◆ **Text block**
------------

Please amend this statement so that it accurately reflects how the PNC Funds and Federated Funds compare.
RESPONSE:
The Registrant will edit the referenced bullet point and add a new bullet point as shown below.
· | Federated Investors, Inc. and its various subsidiaries, the advisers to the Federated Funds (each a “Federated Funds Adviser”), believe that the investment objectives, policies, risks and limitations of each PNC Fund and its corresponding surviving Federated Fund are generally substantially similar when compared to the PNC Funds |
· | Federated Investors, Inc. and the Federated Funds Adviser believe that the Federated Funds have competitive expense ratios, with shareholder fees anticipated to decrease in certain instances, notwithstanding increases in certain other instances. The Federated Funds generally have outperformed their corresponding PNC Funds for the 1-, 5- and 10-year periods ended December 31, 2018, although the PNC Funds have outperformed the Federated Funds in certain annual periods. Shareholders should carefully review the “COMPARATIVE FEE TABLES” and “COMPARISON OF POTENTIAL RISKS AND REWARDS; PERFORMANCE INFORMATION” sections of the Prospectus/Proxy Statement to evaluate the fees and performance records of the Funds for each proposed Reorganization. |
COMMENT 2: Under “How will the Reorganizations affect my investment?”, please consider combining or aligning the first and third bullets so that it is clear to an investor that, while the reorganizations are tax-free, the distributions, if any, made by each PNC Fund prior to each reorganization will be taxable.
RESPONSE:
The Registrant will combine the referenced bullet points as shown below.
· | Each Reorganization is expected to be a tax-free reorganization at the Fund-level under the Internal Revenue Code of 1986, as amended. However, each PNC Fund will distribute any undistributed income and realized capital gains accumulated prior to the Reorganization to its shareholders. These distributions, if any, will be taxable to an individual investor. |
COMMENT 3: In the fourth bullet under “How will the Reorganizations affect my investment?”, please indicate that there won’t be a sales charge on the exchange of shares as part of the transaction.

------------

◆ **Supplied entries**
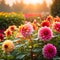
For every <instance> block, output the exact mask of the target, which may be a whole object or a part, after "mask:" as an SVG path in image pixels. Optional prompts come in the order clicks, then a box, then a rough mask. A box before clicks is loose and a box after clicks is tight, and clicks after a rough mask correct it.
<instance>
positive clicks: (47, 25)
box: [41, 20, 50, 27]
mask: <svg viewBox="0 0 60 60" xmlns="http://www.w3.org/2000/svg"><path fill="white" fill-rule="evenodd" d="M41 26H42V27H44V26H47V27H49V26H50V22H49V21H48V20H44V21H43V22H42V23H41Z"/></svg>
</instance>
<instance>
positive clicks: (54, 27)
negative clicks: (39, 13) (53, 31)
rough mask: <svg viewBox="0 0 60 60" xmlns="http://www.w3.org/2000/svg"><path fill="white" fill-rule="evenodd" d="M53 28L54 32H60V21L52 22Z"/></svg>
mask: <svg viewBox="0 0 60 60" xmlns="http://www.w3.org/2000/svg"><path fill="white" fill-rule="evenodd" d="M53 29H54V30H55V31H56V32H59V33H60V22H55V23H54V24H53Z"/></svg>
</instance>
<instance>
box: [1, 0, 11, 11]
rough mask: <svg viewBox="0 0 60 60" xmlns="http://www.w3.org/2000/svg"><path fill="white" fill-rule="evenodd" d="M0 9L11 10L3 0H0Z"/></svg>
mask: <svg viewBox="0 0 60 60" xmlns="http://www.w3.org/2000/svg"><path fill="white" fill-rule="evenodd" d="M0 11H4V12H10V11H11V8H10V6H9V5H6V4H5V0H1V1H0Z"/></svg>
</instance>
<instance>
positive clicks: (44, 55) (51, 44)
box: [42, 44, 57, 59]
mask: <svg viewBox="0 0 60 60" xmlns="http://www.w3.org/2000/svg"><path fill="white" fill-rule="evenodd" d="M56 53H57V49H56V47H55V46H54V45H53V44H47V45H45V46H44V47H43V49H42V54H43V56H44V57H45V58H46V59H52V58H53V57H54V56H56Z"/></svg>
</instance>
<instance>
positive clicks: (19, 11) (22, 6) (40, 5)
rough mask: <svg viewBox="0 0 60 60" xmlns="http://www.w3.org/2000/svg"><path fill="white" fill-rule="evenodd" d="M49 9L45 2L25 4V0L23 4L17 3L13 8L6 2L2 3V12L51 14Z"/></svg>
mask: <svg viewBox="0 0 60 60" xmlns="http://www.w3.org/2000/svg"><path fill="white" fill-rule="evenodd" d="M49 9H50V8H49V7H48V6H47V4H46V2H45V1H44V2H43V3H42V4H39V3H38V4H36V5H33V4H25V3H24V2H23V0H21V2H16V3H14V4H13V5H12V6H9V4H6V3H5V0H2V1H1V2H0V12H1V11H3V12H23V13H40V12H49Z"/></svg>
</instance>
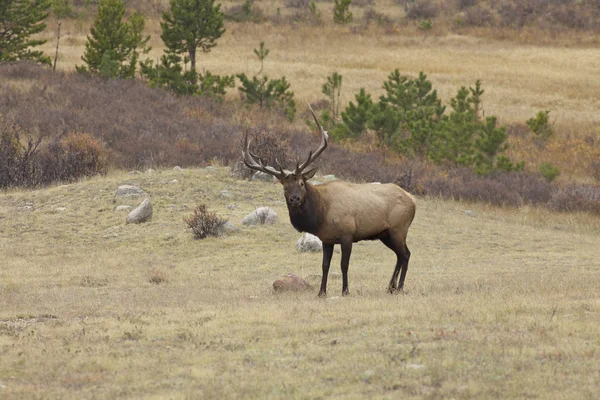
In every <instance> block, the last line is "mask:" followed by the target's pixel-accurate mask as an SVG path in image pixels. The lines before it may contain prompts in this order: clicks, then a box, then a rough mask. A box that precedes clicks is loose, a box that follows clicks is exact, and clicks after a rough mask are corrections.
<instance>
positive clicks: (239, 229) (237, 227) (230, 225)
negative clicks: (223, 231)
mask: <svg viewBox="0 0 600 400" xmlns="http://www.w3.org/2000/svg"><path fill="white" fill-rule="evenodd" d="M240 230H241V229H240V228H238V227H237V226H235V225H234V224H232V223H231V222H229V221H227V222H225V225H223V231H225V232H227V233H234V232H239V231H240Z"/></svg>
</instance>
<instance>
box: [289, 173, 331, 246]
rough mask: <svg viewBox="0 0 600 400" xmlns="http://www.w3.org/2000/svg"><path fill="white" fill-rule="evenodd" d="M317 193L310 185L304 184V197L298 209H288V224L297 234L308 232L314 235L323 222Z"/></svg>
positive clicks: (312, 187)
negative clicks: (304, 189)
mask: <svg viewBox="0 0 600 400" xmlns="http://www.w3.org/2000/svg"><path fill="white" fill-rule="evenodd" d="M322 203H323V202H322V200H321V197H320V195H319V191H318V190H317V189H316V188H315V187H314V186H313V185H311V184H310V183H308V182H307V183H306V197H305V198H304V203H302V205H301V206H299V207H290V206H289V204H288V211H289V213H290V222H291V223H292V226H293V227H294V228H296V230H297V231H299V232H308V233H312V234H313V235H315V234H316V233H317V232H318V231H319V228H320V226H321V223H322V222H323V219H322V216H323V214H324V209H323V204H322Z"/></svg>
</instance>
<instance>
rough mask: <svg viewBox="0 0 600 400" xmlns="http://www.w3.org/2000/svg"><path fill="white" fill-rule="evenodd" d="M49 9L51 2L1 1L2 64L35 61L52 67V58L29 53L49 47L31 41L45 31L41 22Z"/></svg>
mask: <svg viewBox="0 0 600 400" xmlns="http://www.w3.org/2000/svg"><path fill="white" fill-rule="evenodd" d="M50 5H51V1H50V0H0V63H1V62H6V61H17V60H34V61H37V62H39V63H42V64H50V57H48V56H45V55H44V53H43V52H41V51H34V50H31V49H30V48H31V47H35V46H39V45H42V44H44V43H46V41H45V40H39V39H30V37H31V36H33V35H35V34H37V33H40V32H42V31H43V30H44V29H46V24H45V23H43V22H42V21H43V20H44V19H46V17H47V16H48V13H49V9H50Z"/></svg>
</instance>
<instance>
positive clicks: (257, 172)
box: [251, 171, 275, 182]
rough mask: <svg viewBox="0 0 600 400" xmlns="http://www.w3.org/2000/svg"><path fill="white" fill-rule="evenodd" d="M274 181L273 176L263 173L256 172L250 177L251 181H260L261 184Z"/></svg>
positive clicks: (259, 171)
mask: <svg viewBox="0 0 600 400" xmlns="http://www.w3.org/2000/svg"><path fill="white" fill-rule="evenodd" d="M274 179H275V177H274V176H272V175H269V174H267V173H265V172H261V171H256V172H255V173H254V175H252V178H251V180H253V181H261V182H273V181H274Z"/></svg>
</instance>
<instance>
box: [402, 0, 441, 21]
mask: <svg viewBox="0 0 600 400" xmlns="http://www.w3.org/2000/svg"><path fill="white" fill-rule="evenodd" d="M439 12H440V10H439V7H438V5H437V4H436V3H435V2H434V1H433V0H417V1H415V2H414V3H411V5H409V6H408V9H407V11H406V17H407V18H408V19H412V20H422V19H431V18H435V17H437V16H438V14H439Z"/></svg>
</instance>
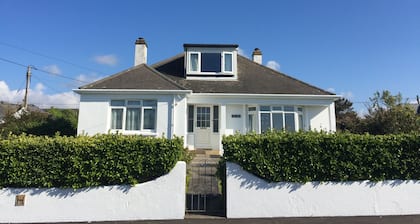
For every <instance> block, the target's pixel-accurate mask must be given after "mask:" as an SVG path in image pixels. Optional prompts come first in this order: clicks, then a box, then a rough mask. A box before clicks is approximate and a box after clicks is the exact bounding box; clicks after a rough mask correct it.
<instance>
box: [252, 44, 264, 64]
mask: <svg viewBox="0 0 420 224" xmlns="http://www.w3.org/2000/svg"><path fill="white" fill-rule="evenodd" d="M252 60H253V61H254V62H255V63H258V64H262V52H261V50H260V49H259V48H255V49H254V52H252Z"/></svg>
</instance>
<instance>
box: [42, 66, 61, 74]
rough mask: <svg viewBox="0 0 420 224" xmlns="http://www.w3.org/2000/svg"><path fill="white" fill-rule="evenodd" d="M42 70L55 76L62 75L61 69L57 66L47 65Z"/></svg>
mask: <svg viewBox="0 0 420 224" xmlns="http://www.w3.org/2000/svg"><path fill="white" fill-rule="evenodd" d="M42 69H43V70H45V71H47V72H49V73H52V74H55V75H61V69H60V68H59V67H58V66H57V65H47V66H44V67H43V68H42Z"/></svg>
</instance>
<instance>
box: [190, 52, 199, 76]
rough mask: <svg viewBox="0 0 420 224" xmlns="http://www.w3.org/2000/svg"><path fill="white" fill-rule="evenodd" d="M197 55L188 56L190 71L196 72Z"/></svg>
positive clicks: (197, 55) (196, 68)
mask: <svg viewBox="0 0 420 224" xmlns="http://www.w3.org/2000/svg"><path fill="white" fill-rule="evenodd" d="M198 56H199V54H198V53H191V54H190V71H193V72H198Z"/></svg>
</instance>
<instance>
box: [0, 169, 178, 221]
mask: <svg viewBox="0 0 420 224" xmlns="http://www.w3.org/2000/svg"><path fill="white" fill-rule="evenodd" d="M185 175H186V165H185V162H178V163H177V164H176V166H175V167H174V169H172V171H170V172H169V173H168V174H166V175H164V176H162V177H159V178H157V179H155V180H153V181H149V182H146V183H142V184H138V185H135V186H106V187H94V188H84V189H80V190H76V191H74V190H72V189H57V188H51V189H34V188H28V189H22V188H4V189H1V190H0V223H28V222H31V223H34V222H88V221H114V220H150V219H156V220H157V219H183V218H184V214H185ZM21 194H24V195H25V205H24V206H15V197H16V195H21Z"/></svg>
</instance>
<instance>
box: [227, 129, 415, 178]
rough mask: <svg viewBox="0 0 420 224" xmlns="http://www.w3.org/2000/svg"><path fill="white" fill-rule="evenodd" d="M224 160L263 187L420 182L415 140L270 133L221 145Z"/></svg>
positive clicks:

------------

◆ **Using the information**
A: Using the fund reorganization correspondence, decide whether each statement is true: (i) the Federated Funds generally outperformed the PNC Funds over the 1-, 5- and 10-year periods ended December 31, 2018; (ii) distributions made by each PNC Fund before its reorganization will be tax-free to an individual investor; (iii) the Registrant will keep the first and third bullet points separate. For each, answer yes or no and quote the words of the text that settle it.
B: Write the next part of the fund reorganization correspondence, starting after its final sentence.
The rows come from a separate source.

◆ **Task responses**
A:
(i) Yes: "The Federated Funds generally have outperformed their corresponding PNC Funds for the 1-, 5- and 10-year periods ended December 31, 2018"
(ii) No: "These distributions, if any, will be taxable to an individual investor."
(iii) No: "The Registrant will combine the referenced bullet points as shown below."

B:
RESPONSE:
The Registrant will edit the referenced bullet point as shown below.
· | Although shares of the Federated Funds received by PNC Fund shareholders in connection with the Reorganization will not be subject to a sales load, shareholders of the PNC Fund who receive Class A Shares of the applicable Federated Fund will be subject to a sales load on future purchases of Class A Shares unless such shareholder qualifies for a waiver from such sales load. Shareholders of the PNC Fund who receive Class C Shares of the applicable Federated Fund will be subject to a deferred sales charge on future purchases of Class C Shares unless such shareholder qualifies for a waiver from such deferred sales charge. |
COMMENT 4: Under the question “How will the Reorganizations affect my investment?”, please add a cross reference to the fees disclosed in the ”Comparative Fee Tables” section.
RESPONSE:
The Registrant will add the requested cross-reference.
Comment 5: Please add a new question “How will the Reorganizations affect my fees?” and include a chart that compares the pre-reorganization total annual fund operating expenses, on a gross and net basis, for each PNC Fund and class with the anticipated post-reorganization total fund operating expenses, on a gross and net basis, for each acquiring Federated Fund and class. Please add a cross-reference to the fees disclosed in the “Comparative Fee Tables” section and a footnote that expense waivers and reimbursements may be subject to change.
RESPONSE:
The Registrant has added the requested disclosure.
COMMENT 6: Under “Who will pay for the Reorganizations?”, we note the statement “(i) the Federated Funds shall bear expenses associated with the qualification of shares of the Federated Funds for sale in the various states.” What does this mean? Aren’t Federated Funds already registered in all 50 states? Please either delete this statement or clarify the expenses to be incurred by Federated Funds with respect to qualification of shares in the various states.
RESPONSE:
The Registrant supplementally confirms that the Federated Funds are registered in all 50 states but that the qualification and/or registration of additional shares might incur additional expenses. Federated confirms that it would bear these expenses, if any, which it anticipates would be minimal. In response to the Staff’s comment, however, the Registrant will revise the language as follows:
“(i) the Federated Funds shall bear expenses, if any, associated with the qualification of shares of the Federated Funds for sale in the various states.”
COMMENT 7: In each instance where it is noted that the reorganization is expected to be tax-free, please add a reference to remind shareholders that even though the reorganization is tax-free, there are federal income tax consequences to shareholders on distributions received.
RESPONSE:
The Registrant will add disclosure relating to the tax consequences to shareholders of distributions made prior to the Reorganizations where such additional disclosure is applicable.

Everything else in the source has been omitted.